- [Exercise description]:
Reproduce all of the records below word for word, without changing a single character.
***** Dataset excerpts *****
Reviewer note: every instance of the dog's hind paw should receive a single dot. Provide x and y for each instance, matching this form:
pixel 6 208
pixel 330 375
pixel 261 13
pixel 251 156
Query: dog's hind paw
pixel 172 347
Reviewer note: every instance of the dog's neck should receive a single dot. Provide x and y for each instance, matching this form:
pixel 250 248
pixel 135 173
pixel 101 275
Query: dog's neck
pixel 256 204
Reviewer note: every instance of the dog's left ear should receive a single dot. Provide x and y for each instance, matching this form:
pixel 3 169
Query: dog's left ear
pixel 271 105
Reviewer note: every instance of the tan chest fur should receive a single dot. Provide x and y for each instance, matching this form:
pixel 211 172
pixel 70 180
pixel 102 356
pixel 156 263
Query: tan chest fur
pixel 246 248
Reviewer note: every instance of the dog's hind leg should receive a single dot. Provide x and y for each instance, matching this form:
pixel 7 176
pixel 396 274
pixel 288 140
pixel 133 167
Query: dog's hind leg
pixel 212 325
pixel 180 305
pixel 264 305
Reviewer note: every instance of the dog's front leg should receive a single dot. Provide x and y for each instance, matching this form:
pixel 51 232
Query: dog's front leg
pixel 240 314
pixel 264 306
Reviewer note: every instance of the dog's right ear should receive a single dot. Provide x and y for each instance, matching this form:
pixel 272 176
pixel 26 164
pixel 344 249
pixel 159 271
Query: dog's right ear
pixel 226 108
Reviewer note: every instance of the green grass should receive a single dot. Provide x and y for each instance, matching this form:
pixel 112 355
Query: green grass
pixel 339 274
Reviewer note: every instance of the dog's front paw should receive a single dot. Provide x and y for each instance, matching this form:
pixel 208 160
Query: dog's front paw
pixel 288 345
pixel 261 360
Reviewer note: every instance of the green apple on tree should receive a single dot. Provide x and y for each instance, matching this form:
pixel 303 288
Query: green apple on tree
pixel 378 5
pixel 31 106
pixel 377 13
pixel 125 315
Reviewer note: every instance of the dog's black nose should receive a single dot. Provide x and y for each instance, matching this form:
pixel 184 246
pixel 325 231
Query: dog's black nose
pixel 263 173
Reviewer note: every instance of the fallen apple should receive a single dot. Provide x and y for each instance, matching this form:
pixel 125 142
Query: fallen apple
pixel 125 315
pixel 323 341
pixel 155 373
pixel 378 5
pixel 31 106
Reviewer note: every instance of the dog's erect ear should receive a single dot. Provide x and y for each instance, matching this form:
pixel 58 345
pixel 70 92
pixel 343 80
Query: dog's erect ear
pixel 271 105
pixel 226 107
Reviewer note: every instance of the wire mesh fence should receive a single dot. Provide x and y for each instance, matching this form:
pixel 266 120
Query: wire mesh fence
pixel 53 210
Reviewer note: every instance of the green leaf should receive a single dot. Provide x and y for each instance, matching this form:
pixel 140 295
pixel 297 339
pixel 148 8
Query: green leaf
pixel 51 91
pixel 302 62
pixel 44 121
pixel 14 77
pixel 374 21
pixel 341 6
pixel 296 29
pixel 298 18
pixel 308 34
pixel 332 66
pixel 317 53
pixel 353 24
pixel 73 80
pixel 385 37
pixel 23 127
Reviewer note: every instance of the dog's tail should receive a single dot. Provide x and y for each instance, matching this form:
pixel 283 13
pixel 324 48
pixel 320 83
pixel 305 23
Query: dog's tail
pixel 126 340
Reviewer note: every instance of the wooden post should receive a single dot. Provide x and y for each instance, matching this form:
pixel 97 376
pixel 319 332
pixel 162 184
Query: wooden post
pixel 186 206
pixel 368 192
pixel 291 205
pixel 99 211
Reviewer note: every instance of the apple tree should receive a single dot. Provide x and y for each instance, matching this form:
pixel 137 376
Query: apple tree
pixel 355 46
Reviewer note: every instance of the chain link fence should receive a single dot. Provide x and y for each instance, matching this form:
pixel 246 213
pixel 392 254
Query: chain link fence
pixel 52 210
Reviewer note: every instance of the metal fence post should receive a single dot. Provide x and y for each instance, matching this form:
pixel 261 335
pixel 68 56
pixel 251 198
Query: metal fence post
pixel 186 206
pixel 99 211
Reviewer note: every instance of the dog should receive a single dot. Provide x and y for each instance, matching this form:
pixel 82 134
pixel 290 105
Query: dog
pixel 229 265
*****
- [Exercise solution]:
Reviewer note: every instance of the dog's hind paw should receive a single dot. Provide x and y for each instance, matching this form:
pixel 6 208
pixel 330 375
pixel 261 13
pixel 251 156
Query: dog's hind paw
pixel 172 347
Reviewer note: every instance of the dog's neck should receive a single dot. Provide x and y for each instance, matching this form:
pixel 250 248
pixel 135 173
pixel 101 275
Query: dog's neck
pixel 256 204
Reviewer note: every instance of the dog's left ear should receive a single dot. Provide x and y for each instance, matching this form:
pixel 3 169
Query: dog's left ear
pixel 271 105
Reviewer note: every instance of the tan chest fur should receive a single dot. Provide x and y for each instance, matching this form:
pixel 211 172
pixel 70 180
pixel 102 356
pixel 156 263
Query: tan chest fur
pixel 246 248
Reviewer note: every instance of the dog's hind leg should receive a single dot. Provide x and y for each instance, matching this form:
pixel 7 176
pixel 396 274
pixel 288 140
pixel 133 167
Query: dog's hind leg
pixel 212 325
pixel 180 305
pixel 264 305
Reviewer note: every instance of the dog's front leg should receive a single dot. Provide x and y for each instance, matching this form:
pixel 51 232
Query: dog's front leg
pixel 240 314
pixel 264 306
Reviewer note: every instance of the dog's right ear should receive a single dot. Provide x and y for each instance, matching this form:
pixel 272 176
pixel 26 164
pixel 344 249
pixel 159 271
Query: dog's right ear
pixel 226 108
Reviewer note: every instance of the green grass should receive a single dot. Provide x and y for each instance, matching this form:
pixel 112 355
Query: green grass
pixel 339 274
Reviewer note: every instance of the dog's front paw should receive a single dot. Provide x and y for each instance, matching this form:
pixel 208 160
Query: dog's front paw
pixel 288 345
pixel 261 360
Reviewer note: every instance of the green apple on tree should receive a single dot. Provide x and y for each instance, matching this form:
pixel 303 288
Query: green apple on tree
pixel 378 5
pixel 31 106
pixel 377 13
pixel 125 315
Reviewer note: every instance of the dog's black nose should receive a single dot. Provide x and y for each instance, matching this form:
pixel 184 246
pixel 325 231
Query: dog's black nose
pixel 263 173
Reviewer note: every instance of the fallen apple should receive a single dot. Provide x and y for each instance, matching this form:
pixel 125 142
Query: fallen apple
pixel 125 315
pixel 323 341
pixel 155 373
pixel 378 5
pixel 31 106
Reviewer note: every instance of the dog's erect ear should receive a single dot. Provide x and y for each instance, matching this form:
pixel 58 345
pixel 70 92
pixel 343 80
Query: dog's erect ear
pixel 271 105
pixel 226 107
Reviewer note: every instance of the wire mesh fence should receive a single dot. Provide x and y for each instance, matching this form:
pixel 266 120
Query: wire mesh fence
pixel 53 210
Reviewer note: every instance of the green leaf should receive a single dot. Provide x and y for each instance, matching this form:
pixel 140 295
pixel 297 339
pixel 148 8
Query: green leaf
pixel 51 91
pixel 302 62
pixel 44 121
pixel 14 77
pixel 374 21
pixel 341 6
pixel 296 29
pixel 298 18
pixel 308 34
pixel 332 66
pixel 317 53
pixel 353 24
pixel 73 80
pixel 385 37
pixel 23 127
Reviewer note: every instance of the dog's tail should receive a single dot. Provide x and y for each instance, matching this form:
pixel 283 13
pixel 324 48
pixel 320 83
pixel 305 23
Query: dog's tail
pixel 126 340
Reviewer note: every instance of the wooden post should receive a single dot. Provide x and y for each instance, matching this form:
pixel 97 376
pixel 319 332
pixel 162 184
Query: wooden post
pixel 186 206
pixel 368 192
pixel 291 205
pixel 99 211
Reviewer note: every instance of the apple tree should receive a single dot. Provide x and y for each instance, matching this form:
pixel 137 376
Query: apple tree
pixel 355 46
Reviewer note: every instance of the chain link fence should receive a single dot. Provide x and y for each instance, matching this form:
pixel 246 213
pixel 392 254
Query: chain link fence
pixel 52 210
Reviewer note: every instance of the metal fence post should receive a single dot. Provide x and y for each instance, matching this form:
pixel 261 335
pixel 68 56
pixel 251 198
Query: metal fence post
pixel 186 206
pixel 99 211
Reviewer note: every instance of the dog should receive a single dot. Provide x and y for each instance, matching this form:
pixel 82 134
pixel 290 105
Query: dog
pixel 229 265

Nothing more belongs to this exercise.